TEXT PROVIDED:
+--
Shallow copy is when i write new List<List<ClassA>>(lsA) which just copies the member ls. So shallow copies the first list while the inner list is not. Since MyList has access to each T being put in (which its just piping through with C#'s List in this example) it can do a shallow copy each of those. So now all the members of MyList is being copied and the variables it can directly access.

What kind of copy is this? Its only doing a shallow copy on its inner vars so this isnt a deep copy? since its copying vars it can touch and not just a memberwise vars its no longer a shallow copy. Is this type of copy called something? also is it bad practice since it is not a deep copy and possibly no more useful then a shallow copy?

class ClassA { int a; }
class MyList<T> { List<T> ls; /*i cheat */ }
MyList<MyList<ClassA>> lsA;
A: 

I'm really not sure what the code at the bottom is trying to say, however, here is my take anyway (and the question is not language-agnostic):

If data (objects) is/are immutable then the type of copy is mostly mute (in fact, there is no reason for a deep copy with immutable objects!). By reducing the amount of immutability I generally don't have deep copies (pretty much ever) and a 'shallow copy' using the standard constructors works well.
+--
Rows of labeled points

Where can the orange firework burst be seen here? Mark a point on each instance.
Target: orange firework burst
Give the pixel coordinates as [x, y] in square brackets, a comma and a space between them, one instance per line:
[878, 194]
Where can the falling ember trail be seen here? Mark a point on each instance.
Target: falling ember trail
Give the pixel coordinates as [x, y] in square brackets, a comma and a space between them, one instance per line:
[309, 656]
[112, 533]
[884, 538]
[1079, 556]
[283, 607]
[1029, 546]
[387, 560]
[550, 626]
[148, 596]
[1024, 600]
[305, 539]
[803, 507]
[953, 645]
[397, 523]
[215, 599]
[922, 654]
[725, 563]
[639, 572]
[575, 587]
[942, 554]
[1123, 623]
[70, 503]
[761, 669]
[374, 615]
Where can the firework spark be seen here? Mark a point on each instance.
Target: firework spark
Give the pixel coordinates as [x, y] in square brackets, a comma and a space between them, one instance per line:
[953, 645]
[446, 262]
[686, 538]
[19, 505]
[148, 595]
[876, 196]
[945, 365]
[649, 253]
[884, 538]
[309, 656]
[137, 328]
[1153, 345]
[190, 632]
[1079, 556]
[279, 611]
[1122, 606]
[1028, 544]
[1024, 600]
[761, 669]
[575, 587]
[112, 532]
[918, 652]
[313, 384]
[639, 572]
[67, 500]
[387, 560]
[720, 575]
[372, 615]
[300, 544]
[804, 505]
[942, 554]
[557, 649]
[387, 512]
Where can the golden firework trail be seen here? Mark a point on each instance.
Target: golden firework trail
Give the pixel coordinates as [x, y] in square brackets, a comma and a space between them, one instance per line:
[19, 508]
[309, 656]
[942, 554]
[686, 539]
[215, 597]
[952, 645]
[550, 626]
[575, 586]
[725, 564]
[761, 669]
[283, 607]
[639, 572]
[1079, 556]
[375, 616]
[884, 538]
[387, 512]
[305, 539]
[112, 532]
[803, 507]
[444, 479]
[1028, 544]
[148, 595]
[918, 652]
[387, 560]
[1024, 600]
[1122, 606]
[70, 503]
+--
WRITTEN PROBLEM 1: Rewrite the shallow-copy discussion between "If data (objects)" and "constructors works well.", inclusive, substituting "factory methods" for "constructors".
WRITTEN PROBLEM 2: Write the next part of the shallow-copy discussion, picking up after its last sentence.

TASK RESULT 1:
If data (objects) is/are immutable then the type of copy is mostly mute (in fact, there is no reason for a deep copy with immutable objects!). By reducing the amount of immutability I generally don't have deep copies (pretty much ever) and a 'shallow copy' using the standard factory methods works well.

TASK RESULT 2:
Note that for, say, List<T>, there is a ctor List<T>(IEnumerable<T> collection). This in turn just creates the new object adding each element from from the existing Enumerable in turn and the rules follow the standard "ref"/"struct" type behavior (remember that struct types can be boxed up in surprising ways though). Note that this constructor is not 'copying vars': rather it is copying the item object values of the Enumerable passed in (this does not imply creating a duplicate object for "ref" objects).